## 出題課題 A
次の(i)〜(iii)が下の浦安お洒落保存会の紹介文と一致するかを判定してください。各項目に「はい」か「いいえ」で答え、判断の根拠となる紹介文の語句をそのまま引用してください。
(i) 浦安お洒落保存会は昭和47年に結成された。
(ii) お洒落踊りは江戸時代に始まった念仏踊りが起源とされている。
(iii) お洒落の唄には譜面がある。

## 出典抜粋
····················

市民による浦安の地域情報総合サイト

浦安ってこんな街!

【浦安の、伝統と文化。】三味線、唄、踊りで語り継ぐ 潮の香りに、海の音が蘇る「浦安お洒落保存会」

浦安お酒落保存会

「お洒落(おしゃらく)踊り」は、鎌倉時代に始まった念仏踊りが起源とされています。鉦(かね)、太鼓、笛に合わせて唄い踊ることで、煩悩や苦しみを払い極楽浄土に導かれるとされ、多くの人々に広まったそうです。江戸時代末期、浦安でも流行したお洒落。その後、時代の移ろいとともに消滅寸前だったお洒落を復活させようと、昭和47年に有志が集い「浦安お洒落保存会」を結成し、伝統の継承活動を開始しました。

浦安お酒落保存会
(真ん中)浦安お洒落保存会の会長の内田静江さん。現在は三味線が3名、唄うたい1名、踊り手が7名、中には大学1年生の学生さんも在籍されています。郷土博物館のジュニア学芸員(市内小学校4年生~中学校3年生が対象)の子どもたちと一緒に練習を行うこともあります。また、介護施設などに出向きお洒落を披露することもあり、入居者さんに喜ばれているんだとか。年齢問わず楽しめるのも、お酒落の魅力ですね。

昭和49年には千葉県の無形民俗文化財に指定され、現在では千葉県内の様々な場所でイベントに出演し、漁師町・浦安の粋な踊りと音楽を、華やかに披露しています。
「漁師町の浦安では、シケで漁に出られない日に仲間が集まって芸事を楽しんでいたそうです」と教えてくださったのは、現在会長を務める内田静江さん。浦安には三味線や尺八、太鼓、笛などの芸事が好きな人が多く、お洒落はお祭りや新築祝い、結婚式といったお祝いの席でよく踊られていたそうです。お葬式でも披露され、故人を偲ぶこともあったとか。また、芸達者な人々が集いお洒落の団体を組み、全国を巡って披露することもあったんだそう。一方で、芸には厳しい方も多く、浦安の人に褒められることが一種のステータスでもあったそうです。

静江さんは現在唄うたいとして舞台に立ちます。唄には譜面はなく、過去の音声を元に発音と音程を合わせていくように覚えていたそう。全体の稽古を重ね、一つのものができたときは達成感を感じられるのも魅力的だと話します。
静江さんは現在唄うたいとして舞台に立ちます。唄には譜面はなく、過去の音声を元に発音と音程を合わせていくように覚えていたそう。全体の稽古を重ね、一つのものができたときは達成感を感じられるのも魅力的だと話します。
三味線の大家、藤本会宗家のすすめで昭和47年に浦安お洒落保存会が結成され、現在まで受け継がれています。現在三味線の師匠である森田さん(写真右)に在籍いただき、文化譜(譜面)にして教えることもあるとか。
三味線の大家、藤本会宗家のすすめで昭和47年に浦安お洒落保存会が結成され、現在まで受け継がれています。現在三味線の師匠である森田さん(写真右)に在籍いただき、文化譜(譜面)にして教えることもあるとか。

····················

## 抽出レコード

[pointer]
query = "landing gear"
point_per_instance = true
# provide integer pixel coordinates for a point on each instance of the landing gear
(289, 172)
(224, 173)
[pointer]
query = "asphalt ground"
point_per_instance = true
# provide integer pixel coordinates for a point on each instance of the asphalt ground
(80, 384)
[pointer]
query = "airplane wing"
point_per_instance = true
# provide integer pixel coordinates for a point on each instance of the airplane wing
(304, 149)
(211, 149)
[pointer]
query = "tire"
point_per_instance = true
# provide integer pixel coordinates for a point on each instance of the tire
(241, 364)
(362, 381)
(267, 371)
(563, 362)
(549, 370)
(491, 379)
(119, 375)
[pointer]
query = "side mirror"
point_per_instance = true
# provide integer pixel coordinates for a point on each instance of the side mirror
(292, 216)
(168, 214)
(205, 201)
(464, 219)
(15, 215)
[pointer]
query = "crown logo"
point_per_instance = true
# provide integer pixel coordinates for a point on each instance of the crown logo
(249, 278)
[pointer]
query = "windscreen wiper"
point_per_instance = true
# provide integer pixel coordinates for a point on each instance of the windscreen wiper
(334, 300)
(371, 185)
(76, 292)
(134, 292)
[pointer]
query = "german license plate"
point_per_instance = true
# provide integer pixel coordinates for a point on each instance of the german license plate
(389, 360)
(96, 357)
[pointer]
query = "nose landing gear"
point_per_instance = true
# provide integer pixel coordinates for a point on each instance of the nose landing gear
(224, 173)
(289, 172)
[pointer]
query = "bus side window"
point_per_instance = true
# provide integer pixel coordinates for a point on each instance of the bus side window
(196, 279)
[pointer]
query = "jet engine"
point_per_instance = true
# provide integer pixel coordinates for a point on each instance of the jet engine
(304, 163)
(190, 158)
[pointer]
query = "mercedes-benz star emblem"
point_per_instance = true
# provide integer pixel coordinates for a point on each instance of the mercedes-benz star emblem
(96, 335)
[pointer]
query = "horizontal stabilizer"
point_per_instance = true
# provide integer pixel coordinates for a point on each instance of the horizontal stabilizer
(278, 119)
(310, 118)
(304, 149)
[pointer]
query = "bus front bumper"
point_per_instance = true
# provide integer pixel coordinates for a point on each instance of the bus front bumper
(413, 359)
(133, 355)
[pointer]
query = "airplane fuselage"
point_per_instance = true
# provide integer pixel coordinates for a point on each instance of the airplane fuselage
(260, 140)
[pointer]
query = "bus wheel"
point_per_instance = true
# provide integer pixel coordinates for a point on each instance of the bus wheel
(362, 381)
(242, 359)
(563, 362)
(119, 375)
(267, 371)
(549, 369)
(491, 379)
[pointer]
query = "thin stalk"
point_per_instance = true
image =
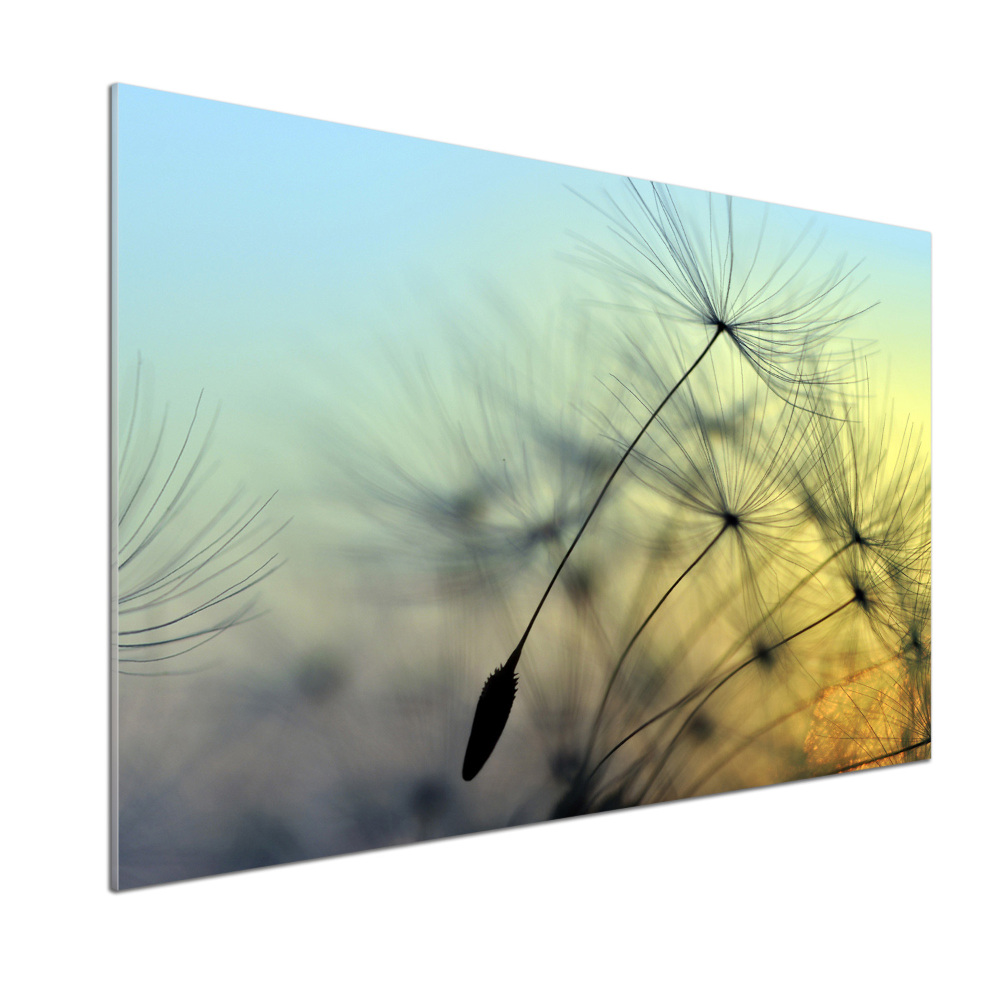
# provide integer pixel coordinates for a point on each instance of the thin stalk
(885, 756)
(635, 636)
(614, 472)
(497, 696)
(728, 677)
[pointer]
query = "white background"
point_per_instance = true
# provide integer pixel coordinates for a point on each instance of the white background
(857, 885)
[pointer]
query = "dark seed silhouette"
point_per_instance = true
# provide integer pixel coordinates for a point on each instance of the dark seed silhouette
(491, 716)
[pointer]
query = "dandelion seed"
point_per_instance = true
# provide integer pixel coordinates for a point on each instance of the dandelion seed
(492, 712)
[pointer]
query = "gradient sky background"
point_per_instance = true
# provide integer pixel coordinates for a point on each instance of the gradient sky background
(250, 238)
(294, 269)
(279, 262)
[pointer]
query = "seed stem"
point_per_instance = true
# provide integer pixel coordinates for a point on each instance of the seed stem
(614, 472)
(728, 677)
(635, 636)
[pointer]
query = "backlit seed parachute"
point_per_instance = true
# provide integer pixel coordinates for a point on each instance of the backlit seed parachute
(491, 716)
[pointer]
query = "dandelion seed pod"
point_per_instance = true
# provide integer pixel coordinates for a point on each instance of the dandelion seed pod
(491, 716)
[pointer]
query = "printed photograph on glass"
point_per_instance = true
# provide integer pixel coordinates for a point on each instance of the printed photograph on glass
(458, 491)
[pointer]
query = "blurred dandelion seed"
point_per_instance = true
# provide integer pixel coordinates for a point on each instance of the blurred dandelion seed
(180, 573)
(780, 324)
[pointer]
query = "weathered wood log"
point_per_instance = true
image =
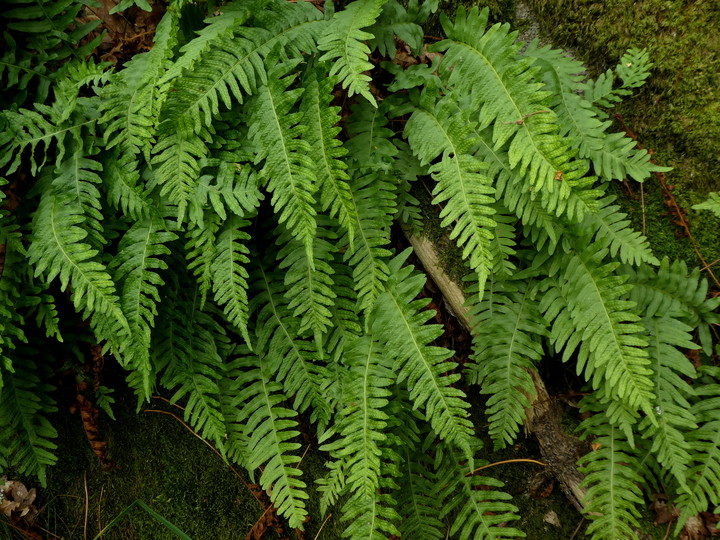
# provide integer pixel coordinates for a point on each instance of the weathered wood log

····················

## 出題課題 B
上のレコードから、文字列「front」を含む行をすべて抜き出してください。大文字と小文字は区別します。

## 完全解答 A
(i) はい。「昭和47年に有志が集い「浦安お洒落保存会」を結成し」
(ii) いいえ。「鎌倉時代に始まった念仏踊りが起源とされています」
(iii) いいえ。「唄には譜面はなく」

## 完全解答 B
query = "bus front bumper"
# provide integer pixel coordinates for a point on each instance of the bus front bumper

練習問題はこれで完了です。